### Exercise data:
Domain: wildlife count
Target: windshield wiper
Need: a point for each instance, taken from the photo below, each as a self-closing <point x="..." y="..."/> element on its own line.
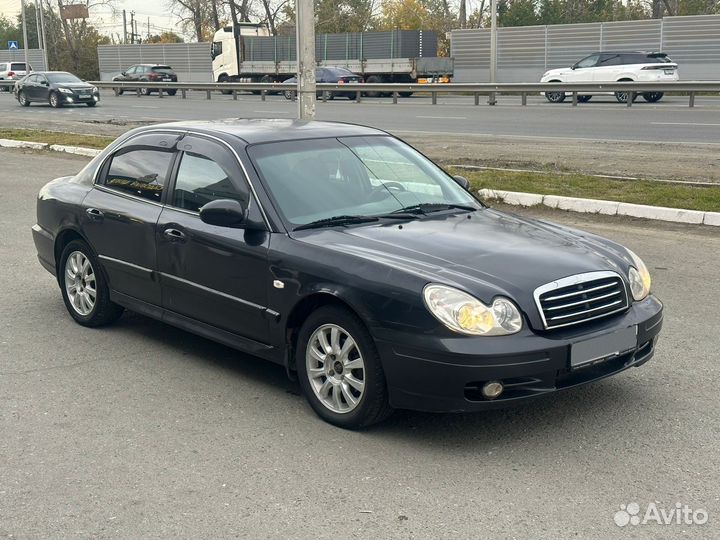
<point x="427" y="208"/>
<point x="336" y="220"/>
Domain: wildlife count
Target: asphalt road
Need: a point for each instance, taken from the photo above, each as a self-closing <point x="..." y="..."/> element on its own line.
<point x="142" y="430"/>
<point x="601" y="119"/>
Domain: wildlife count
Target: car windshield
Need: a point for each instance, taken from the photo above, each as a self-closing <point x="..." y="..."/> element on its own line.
<point x="353" y="176"/>
<point x="62" y="78"/>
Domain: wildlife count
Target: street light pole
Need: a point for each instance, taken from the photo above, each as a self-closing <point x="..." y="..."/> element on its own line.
<point x="305" y="31"/>
<point x="493" y="48"/>
<point x="25" y="43"/>
<point x="38" y="4"/>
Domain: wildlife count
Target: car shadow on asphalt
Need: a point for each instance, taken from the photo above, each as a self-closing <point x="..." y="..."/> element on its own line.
<point x="563" y="416"/>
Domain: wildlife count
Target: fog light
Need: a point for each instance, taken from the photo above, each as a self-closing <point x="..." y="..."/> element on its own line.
<point x="492" y="389"/>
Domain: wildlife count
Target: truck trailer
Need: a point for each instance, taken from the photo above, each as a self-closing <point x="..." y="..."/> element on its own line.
<point x="240" y="54"/>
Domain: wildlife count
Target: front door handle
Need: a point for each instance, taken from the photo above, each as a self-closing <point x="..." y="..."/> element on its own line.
<point x="94" y="214"/>
<point x="174" y="235"/>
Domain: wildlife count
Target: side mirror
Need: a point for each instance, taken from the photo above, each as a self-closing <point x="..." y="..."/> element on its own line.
<point x="462" y="182"/>
<point x="223" y="213"/>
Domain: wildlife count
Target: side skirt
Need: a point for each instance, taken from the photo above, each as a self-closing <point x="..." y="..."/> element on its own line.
<point x="267" y="352"/>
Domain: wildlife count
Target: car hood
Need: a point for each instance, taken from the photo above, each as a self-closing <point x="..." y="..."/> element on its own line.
<point x="556" y="72"/>
<point x="487" y="253"/>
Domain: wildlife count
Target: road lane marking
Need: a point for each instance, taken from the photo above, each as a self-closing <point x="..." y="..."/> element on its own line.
<point x="683" y="124"/>
<point x="443" y="117"/>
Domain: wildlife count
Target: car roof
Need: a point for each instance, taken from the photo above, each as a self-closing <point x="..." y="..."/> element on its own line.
<point x="259" y="130"/>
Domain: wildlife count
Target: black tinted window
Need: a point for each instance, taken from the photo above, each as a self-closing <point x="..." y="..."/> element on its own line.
<point x="141" y="172"/>
<point x="201" y="180"/>
<point x="610" y="60"/>
<point x="636" y="59"/>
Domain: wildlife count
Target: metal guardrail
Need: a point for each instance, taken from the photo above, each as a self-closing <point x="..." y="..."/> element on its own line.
<point x="491" y="90"/>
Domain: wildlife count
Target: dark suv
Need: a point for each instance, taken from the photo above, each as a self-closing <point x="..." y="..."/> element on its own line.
<point x="150" y="73"/>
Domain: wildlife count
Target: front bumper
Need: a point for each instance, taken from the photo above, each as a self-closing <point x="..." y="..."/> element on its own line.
<point x="429" y="373"/>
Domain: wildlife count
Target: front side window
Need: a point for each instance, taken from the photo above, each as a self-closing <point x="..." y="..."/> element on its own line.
<point x="201" y="180"/>
<point x="357" y="176"/>
<point x="140" y="172"/>
<point x="590" y="61"/>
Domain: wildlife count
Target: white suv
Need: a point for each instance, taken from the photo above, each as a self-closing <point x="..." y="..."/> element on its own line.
<point x="12" y="71"/>
<point x="612" y="67"/>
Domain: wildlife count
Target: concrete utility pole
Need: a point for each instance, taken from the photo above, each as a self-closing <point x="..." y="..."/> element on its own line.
<point x="25" y="43"/>
<point x="493" y="48"/>
<point x="305" y="28"/>
<point x="38" y="4"/>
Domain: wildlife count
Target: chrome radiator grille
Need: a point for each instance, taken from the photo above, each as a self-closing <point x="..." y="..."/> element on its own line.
<point x="580" y="298"/>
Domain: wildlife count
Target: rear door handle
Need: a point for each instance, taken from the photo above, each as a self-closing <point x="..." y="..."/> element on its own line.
<point x="94" y="214"/>
<point x="174" y="235"/>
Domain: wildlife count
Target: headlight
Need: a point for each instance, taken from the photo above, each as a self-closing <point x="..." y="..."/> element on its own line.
<point x="639" y="277"/>
<point x="465" y="314"/>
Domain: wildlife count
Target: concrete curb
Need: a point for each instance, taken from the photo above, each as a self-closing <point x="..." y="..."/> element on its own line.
<point x="609" y="208"/>
<point x="78" y="150"/>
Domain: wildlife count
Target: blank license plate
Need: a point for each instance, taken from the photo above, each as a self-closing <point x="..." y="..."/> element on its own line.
<point x="603" y="347"/>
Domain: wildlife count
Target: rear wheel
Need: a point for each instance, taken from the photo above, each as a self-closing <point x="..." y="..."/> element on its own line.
<point x="555" y="97"/>
<point x="55" y="100"/>
<point x="653" y="97"/>
<point x="225" y="79"/>
<point x="84" y="289"/>
<point x="339" y="369"/>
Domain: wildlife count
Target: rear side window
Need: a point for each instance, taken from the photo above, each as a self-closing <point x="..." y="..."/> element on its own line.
<point x="140" y="172"/>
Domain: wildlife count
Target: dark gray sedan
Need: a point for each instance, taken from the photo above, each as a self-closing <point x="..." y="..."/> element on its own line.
<point x="58" y="88"/>
<point x="343" y="254"/>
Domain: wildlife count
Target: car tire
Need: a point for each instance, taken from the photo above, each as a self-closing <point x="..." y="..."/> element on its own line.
<point x="22" y="99"/>
<point x="79" y="264"/>
<point x="54" y="100"/>
<point x="224" y="79"/>
<point x="345" y="386"/>
<point x="653" y="97"/>
<point x="555" y="97"/>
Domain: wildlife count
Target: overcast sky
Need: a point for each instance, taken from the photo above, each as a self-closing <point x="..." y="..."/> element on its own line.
<point x="103" y="18"/>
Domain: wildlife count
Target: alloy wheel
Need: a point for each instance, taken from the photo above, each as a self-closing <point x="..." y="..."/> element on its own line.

### What to work on:
Extract every line of the items above that contains the string "wheel".

### Output:
Target: rear wheel
Target: alloy wheel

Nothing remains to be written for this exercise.